** start THE DATA **

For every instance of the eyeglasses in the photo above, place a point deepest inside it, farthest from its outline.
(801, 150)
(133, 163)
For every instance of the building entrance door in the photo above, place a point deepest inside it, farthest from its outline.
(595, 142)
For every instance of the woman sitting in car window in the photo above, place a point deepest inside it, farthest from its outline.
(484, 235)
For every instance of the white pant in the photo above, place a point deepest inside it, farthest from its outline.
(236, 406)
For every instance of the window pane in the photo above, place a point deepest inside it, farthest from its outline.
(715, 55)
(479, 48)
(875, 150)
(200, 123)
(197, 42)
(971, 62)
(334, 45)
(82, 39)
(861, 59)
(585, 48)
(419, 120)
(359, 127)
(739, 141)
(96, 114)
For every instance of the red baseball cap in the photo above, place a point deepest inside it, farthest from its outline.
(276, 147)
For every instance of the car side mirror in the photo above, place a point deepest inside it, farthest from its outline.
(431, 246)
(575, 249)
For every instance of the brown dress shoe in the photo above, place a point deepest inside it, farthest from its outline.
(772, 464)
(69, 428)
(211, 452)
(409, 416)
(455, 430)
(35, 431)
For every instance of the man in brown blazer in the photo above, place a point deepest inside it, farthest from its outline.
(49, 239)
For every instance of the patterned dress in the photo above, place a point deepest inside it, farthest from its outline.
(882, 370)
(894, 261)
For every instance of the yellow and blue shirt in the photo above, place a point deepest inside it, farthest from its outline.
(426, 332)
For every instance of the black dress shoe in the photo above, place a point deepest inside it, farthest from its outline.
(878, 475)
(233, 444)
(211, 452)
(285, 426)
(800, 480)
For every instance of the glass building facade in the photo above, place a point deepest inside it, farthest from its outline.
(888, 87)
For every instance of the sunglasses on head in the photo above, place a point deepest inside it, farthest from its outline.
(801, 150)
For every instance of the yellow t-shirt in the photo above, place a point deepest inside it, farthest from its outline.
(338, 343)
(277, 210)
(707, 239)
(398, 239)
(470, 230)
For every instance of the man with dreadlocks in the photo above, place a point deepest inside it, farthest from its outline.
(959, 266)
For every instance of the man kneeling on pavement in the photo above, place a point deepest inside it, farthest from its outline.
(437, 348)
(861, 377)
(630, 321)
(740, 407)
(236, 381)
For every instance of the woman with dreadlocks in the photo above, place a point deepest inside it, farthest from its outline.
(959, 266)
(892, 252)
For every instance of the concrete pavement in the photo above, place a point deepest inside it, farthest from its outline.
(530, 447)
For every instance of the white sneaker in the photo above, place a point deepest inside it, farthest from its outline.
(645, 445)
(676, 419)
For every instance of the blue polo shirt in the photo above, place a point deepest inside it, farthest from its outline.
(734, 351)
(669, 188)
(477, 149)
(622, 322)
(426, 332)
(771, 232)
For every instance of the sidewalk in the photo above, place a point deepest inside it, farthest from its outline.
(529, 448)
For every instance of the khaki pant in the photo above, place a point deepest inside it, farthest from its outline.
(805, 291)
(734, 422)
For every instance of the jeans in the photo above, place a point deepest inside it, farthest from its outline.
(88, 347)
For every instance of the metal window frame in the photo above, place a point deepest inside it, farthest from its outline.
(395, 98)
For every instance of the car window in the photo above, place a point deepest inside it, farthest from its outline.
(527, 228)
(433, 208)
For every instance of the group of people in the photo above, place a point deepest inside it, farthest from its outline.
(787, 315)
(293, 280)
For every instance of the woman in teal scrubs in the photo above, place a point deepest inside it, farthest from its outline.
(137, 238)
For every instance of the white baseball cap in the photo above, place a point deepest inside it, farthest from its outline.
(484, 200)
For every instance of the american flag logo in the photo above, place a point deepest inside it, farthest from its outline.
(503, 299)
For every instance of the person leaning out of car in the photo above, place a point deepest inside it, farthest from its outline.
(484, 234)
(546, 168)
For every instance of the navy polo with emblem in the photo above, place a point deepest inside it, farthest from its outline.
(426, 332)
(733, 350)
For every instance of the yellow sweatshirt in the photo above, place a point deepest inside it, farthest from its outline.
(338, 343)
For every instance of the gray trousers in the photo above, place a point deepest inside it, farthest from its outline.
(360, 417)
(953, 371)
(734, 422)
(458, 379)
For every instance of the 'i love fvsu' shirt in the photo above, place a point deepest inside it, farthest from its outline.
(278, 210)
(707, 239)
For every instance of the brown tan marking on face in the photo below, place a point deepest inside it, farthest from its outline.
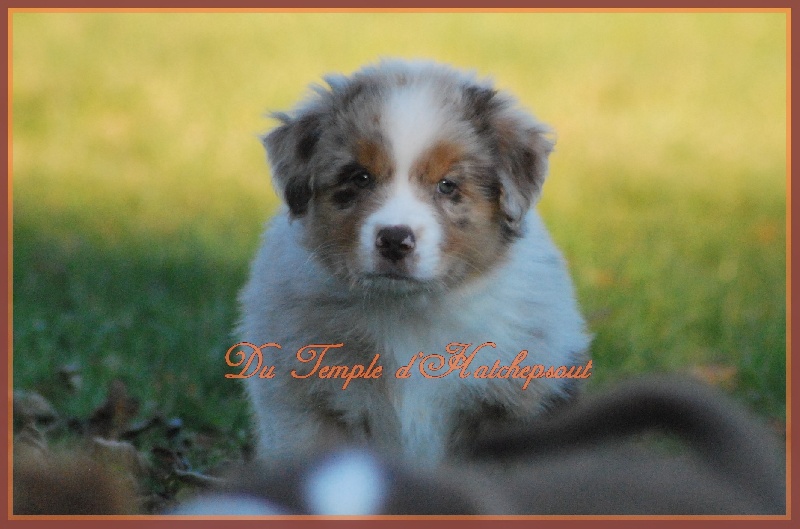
(471, 220)
(472, 235)
(374, 158)
(434, 164)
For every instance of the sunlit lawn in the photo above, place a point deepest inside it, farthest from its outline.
(140, 189)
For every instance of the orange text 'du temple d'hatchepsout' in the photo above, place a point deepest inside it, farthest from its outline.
(457, 363)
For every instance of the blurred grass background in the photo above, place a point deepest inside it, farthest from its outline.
(140, 189)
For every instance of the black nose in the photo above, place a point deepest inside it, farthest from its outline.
(395, 242)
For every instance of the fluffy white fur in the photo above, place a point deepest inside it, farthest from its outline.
(523, 301)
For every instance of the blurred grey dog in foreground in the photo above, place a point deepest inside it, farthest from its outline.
(597, 457)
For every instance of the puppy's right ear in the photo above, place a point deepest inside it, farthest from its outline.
(290, 149)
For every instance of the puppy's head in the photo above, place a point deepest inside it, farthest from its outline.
(409, 175)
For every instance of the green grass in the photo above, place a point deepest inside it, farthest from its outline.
(140, 189)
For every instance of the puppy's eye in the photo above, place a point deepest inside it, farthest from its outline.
(361, 179)
(446, 187)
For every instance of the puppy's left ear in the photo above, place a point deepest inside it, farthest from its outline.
(290, 148)
(524, 146)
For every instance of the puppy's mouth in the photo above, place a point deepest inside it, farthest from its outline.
(393, 282)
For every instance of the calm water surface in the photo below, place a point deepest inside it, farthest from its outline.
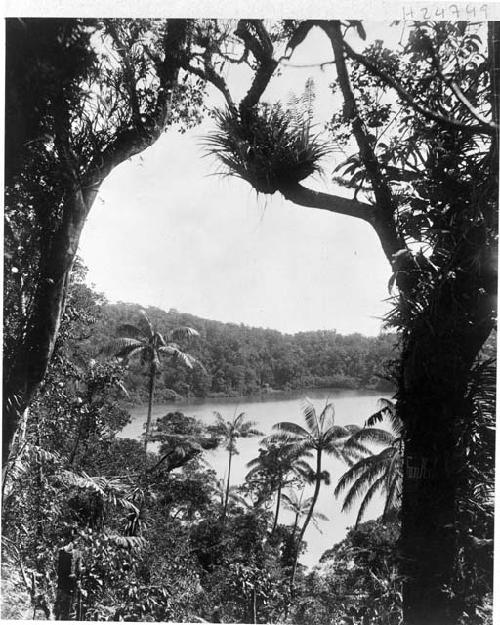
(351, 407)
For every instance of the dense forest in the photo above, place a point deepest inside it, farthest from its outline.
(239, 360)
(95, 528)
(98, 527)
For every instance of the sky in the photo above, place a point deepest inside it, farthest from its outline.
(168, 231)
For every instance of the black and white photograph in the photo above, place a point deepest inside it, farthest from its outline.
(249, 312)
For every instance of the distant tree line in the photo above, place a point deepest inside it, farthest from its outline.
(241, 360)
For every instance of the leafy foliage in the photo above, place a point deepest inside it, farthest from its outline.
(269, 146)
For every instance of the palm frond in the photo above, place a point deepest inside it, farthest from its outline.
(177, 354)
(128, 330)
(294, 429)
(310, 417)
(376, 485)
(372, 435)
(121, 347)
(182, 332)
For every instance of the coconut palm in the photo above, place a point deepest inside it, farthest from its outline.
(144, 341)
(228, 432)
(235, 498)
(322, 436)
(299, 507)
(278, 463)
(378, 472)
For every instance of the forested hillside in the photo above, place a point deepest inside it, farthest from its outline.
(240, 360)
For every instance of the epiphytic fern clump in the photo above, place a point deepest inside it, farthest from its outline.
(268, 146)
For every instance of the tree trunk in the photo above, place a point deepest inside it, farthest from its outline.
(433, 404)
(278, 501)
(226, 502)
(68, 569)
(24, 374)
(309, 514)
(152, 379)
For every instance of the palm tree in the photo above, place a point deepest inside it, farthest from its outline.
(229, 431)
(323, 436)
(276, 464)
(299, 508)
(145, 341)
(377, 472)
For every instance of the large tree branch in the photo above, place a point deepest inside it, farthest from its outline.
(303, 196)
(261, 47)
(383, 219)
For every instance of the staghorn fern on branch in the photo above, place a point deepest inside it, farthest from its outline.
(268, 146)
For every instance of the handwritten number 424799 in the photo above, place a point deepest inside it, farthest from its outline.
(450, 12)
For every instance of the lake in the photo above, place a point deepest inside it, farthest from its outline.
(351, 407)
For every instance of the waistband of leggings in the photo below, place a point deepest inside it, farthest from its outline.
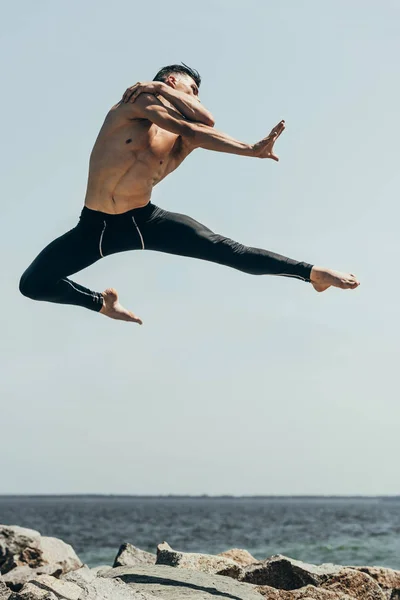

** end THE DATA **

[REQUIREMENTS] Identify every line in the material above that contains the word "branch", and copy each of those lines in full.

[OUTPUT FOR THIS EXERCISE]
For every instance of the large tree branch in the photo above, place a point deepest inside it, farthest from its outline.
For every instance of the staghorn fern on branch in the photo above, place a point deepest inside it, farthest from its outline.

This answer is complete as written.